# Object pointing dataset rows
-*-
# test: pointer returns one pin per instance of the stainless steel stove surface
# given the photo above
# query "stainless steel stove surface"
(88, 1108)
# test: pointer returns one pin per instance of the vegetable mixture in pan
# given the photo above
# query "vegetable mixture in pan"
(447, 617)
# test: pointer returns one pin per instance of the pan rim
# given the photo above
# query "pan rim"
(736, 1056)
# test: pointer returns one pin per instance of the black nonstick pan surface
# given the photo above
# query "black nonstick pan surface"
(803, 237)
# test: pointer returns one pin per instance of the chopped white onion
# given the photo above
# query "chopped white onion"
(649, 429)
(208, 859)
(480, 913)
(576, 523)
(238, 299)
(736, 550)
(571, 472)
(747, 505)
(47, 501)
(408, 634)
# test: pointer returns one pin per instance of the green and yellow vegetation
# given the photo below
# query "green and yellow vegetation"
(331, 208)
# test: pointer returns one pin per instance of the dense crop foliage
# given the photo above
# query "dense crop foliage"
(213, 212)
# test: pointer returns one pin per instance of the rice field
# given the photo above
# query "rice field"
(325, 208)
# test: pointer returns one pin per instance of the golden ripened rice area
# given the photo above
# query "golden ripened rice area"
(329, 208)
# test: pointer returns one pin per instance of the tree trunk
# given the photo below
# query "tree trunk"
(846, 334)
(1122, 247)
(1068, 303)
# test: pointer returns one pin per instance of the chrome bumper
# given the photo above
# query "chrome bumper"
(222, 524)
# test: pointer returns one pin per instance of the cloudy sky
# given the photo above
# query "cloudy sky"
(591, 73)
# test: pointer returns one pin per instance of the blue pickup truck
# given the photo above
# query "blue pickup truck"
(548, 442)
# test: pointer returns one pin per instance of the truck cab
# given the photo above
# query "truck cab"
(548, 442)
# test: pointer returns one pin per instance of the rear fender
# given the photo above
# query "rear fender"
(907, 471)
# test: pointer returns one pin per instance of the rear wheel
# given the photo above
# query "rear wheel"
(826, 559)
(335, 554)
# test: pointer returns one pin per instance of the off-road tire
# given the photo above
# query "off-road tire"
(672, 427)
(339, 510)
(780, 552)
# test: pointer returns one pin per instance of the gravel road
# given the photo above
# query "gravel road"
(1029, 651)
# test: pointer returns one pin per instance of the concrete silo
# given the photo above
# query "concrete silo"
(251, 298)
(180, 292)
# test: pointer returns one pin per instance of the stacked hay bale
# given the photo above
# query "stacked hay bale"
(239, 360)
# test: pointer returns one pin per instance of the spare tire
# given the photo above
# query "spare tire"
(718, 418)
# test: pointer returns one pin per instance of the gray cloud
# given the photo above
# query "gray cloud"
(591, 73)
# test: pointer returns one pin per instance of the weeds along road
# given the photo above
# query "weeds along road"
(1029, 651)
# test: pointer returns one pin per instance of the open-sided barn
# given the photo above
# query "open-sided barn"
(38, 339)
-*-
# JOB
Output the records above in their entirety, exactly.

# RESPONSE TO THE EXERCISE
# test: pointer returns one pin per instance of the stainless steel stove surface
# given the photo above
# query "stainless steel stove surface"
(88, 1108)
# test: pointer returns one pin per instance of the vegetable mixture in pan
# given the photo above
# query "vegetable mixture in pan"
(447, 617)
# test: pointer returns one pin per instance of the pan rim
# given the photo above
# query "pan rim"
(736, 1056)
# test: pointer returns one pin per instance of the black nonstick pan surface
# given the photo above
# query "black nonstick pan surface"
(803, 237)
# test: pointer returns one pin per instance of the chopped white onion
# given the photo above
# query "chopped white onion"
(649, 429)
(208, 859)
(480, 913)
(576, 523)
(238, 299)
(736, 550)
(571, 472)
(747, 505)
(47, 501)
(408, 634)
# test: pointer returns one pin per instance of the green and yellow vegetation
# given the photo below
# query "green and yellow vegetation"
(331, 208)
# test: pointer returns one pin per instance of the dense crop foliage
# given the photo above
# query "dense crop foliage"
(213, 212)
# test: pointer returns one pin per instance of the rice field
# given the photo above
# query "rice field"
(325, 208)
# test: pointer returns one pin per instance of the golden ripened rice area
# given the photo above
# query "golden ripened rice area"
(329, 208)
# test: pointer returns one pin per instance of the tree trunk
# given the photo below
# query "tree trunk"
(846, 334)
(1122, 247)
(1068, 303)
# test: pointer returns one pin per instance of the chrome bumper
# given the photo above
# query "chrome bumper"
(222, 524)
# test: pointer returns one pin per instance of the cloudy sky
# given the photo above
# query "cloudy sky"
(591, 73)
# test: pointer returns one pin per instance of the blue pickup truck
# given the photo above
# query "blue pickup truck"
(548, 442)
# test: pointer returns one pin per instance of the truck cab
# given the photo above
# query "truck cab"
(548, 442)
# test: pointer returns one pin per instance of the rear fender
# given the photo above
# query "rear fender"
(907, 471)
# test: pointer returns one pin per instance of the rear wheel
# given the photo above
# query "rear wheel"
(826, 559)
(335, 554)
# test: pointer returns one pin per instance of the off-road tire
# given the photo above
# query "off-road tire"
(672, 427)
(339, 510)
(780, 552)
# test: pointer returns one pin per instance of the gravel road
# given the photo above
# query "gravel road"
(1029, 651)
# test: pointer returns one pin per instance of the concrete silo
# given the photo above
# query "concrete silo"
(251, 298)
(180, 292)
# test: pointer returns one pin per instance of the stacked hay bale
# given the photo above
# query "stacked hay bale"
(239, 360)
# test: pointer returns one pin per instance of the spare tire
# given the photo above
# query "spare tire"
(718, 418)
# test: pointer returns one pin per instance of the gray cloud
# given the photo above
# query "gray cloud"
(591, 73)
# test: pointer returns one pin per instance of the weeds along road
# given the photo above
# query "weeds along road"
(1029, 651)
# test: pointer returns one pin per instance of the open-sided barn
# given the photo above
# query "open-sided barn"
(38, 339)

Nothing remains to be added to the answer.